Reproduce verbatim every line of the records from the first line through the line containing "335L284 303L171 256L129", both included.
····················
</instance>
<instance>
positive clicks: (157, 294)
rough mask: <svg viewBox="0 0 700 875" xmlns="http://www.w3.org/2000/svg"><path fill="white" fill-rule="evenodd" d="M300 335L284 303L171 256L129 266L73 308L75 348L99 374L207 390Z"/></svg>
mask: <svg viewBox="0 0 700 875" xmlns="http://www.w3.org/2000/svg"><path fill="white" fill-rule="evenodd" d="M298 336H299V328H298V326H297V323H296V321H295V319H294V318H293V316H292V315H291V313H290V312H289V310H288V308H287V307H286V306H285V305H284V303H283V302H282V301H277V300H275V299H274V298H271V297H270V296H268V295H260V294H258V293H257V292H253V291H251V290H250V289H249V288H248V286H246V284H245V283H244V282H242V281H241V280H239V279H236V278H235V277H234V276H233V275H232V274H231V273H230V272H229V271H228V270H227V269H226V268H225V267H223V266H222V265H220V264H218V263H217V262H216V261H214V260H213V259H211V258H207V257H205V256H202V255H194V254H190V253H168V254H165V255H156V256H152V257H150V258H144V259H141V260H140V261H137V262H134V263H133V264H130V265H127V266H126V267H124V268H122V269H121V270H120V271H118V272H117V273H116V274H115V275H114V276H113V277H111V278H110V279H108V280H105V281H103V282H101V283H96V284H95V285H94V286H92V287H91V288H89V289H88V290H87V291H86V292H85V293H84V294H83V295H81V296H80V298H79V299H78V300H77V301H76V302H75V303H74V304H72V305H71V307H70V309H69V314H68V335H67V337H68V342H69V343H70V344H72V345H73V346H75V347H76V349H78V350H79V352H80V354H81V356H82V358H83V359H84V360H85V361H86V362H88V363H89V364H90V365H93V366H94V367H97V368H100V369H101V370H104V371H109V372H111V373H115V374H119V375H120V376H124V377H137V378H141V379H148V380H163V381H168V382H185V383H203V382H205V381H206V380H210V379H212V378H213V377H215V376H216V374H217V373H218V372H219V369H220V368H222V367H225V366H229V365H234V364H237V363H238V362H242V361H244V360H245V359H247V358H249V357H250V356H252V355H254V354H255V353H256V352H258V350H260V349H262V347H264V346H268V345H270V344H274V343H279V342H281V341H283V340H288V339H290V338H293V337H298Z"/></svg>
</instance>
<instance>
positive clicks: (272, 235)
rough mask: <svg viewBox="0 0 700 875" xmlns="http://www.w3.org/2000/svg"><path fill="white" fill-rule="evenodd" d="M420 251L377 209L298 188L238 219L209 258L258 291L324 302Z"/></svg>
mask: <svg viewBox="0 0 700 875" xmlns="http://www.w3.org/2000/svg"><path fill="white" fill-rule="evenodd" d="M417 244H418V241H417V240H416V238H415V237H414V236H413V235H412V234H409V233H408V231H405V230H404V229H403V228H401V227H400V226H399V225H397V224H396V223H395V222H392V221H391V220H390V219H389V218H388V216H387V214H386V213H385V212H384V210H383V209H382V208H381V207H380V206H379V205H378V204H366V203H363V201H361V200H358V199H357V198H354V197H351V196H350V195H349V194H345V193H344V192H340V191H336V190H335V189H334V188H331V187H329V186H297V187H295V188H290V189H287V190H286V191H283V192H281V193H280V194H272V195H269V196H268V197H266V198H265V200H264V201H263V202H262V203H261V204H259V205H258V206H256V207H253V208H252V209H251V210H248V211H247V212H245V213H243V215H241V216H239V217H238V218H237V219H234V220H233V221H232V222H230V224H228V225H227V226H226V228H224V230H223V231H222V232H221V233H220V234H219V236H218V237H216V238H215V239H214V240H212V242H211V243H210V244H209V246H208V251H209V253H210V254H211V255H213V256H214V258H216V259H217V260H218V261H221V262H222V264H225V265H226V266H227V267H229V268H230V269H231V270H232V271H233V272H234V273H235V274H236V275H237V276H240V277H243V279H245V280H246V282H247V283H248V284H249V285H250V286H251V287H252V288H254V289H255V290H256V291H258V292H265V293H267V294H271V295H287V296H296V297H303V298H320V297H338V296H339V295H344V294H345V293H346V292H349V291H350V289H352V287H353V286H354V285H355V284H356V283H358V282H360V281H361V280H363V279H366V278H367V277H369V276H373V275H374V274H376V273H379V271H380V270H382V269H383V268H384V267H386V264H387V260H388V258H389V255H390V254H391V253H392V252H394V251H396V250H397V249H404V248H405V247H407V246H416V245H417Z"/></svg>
····················
## [RESPONSE BELOW]
</instance>
<instance>
positive clicks: (157, 294)
rough mask: <svg viewBox="0 0 700 875" xmlns="http://www.w3.org/2000/svg"><path fill="white" fill-rule="evenodd" d="M300 335L284 303L171 256L129 266L73 308L75 348L99 374L207 390Z"/></svg>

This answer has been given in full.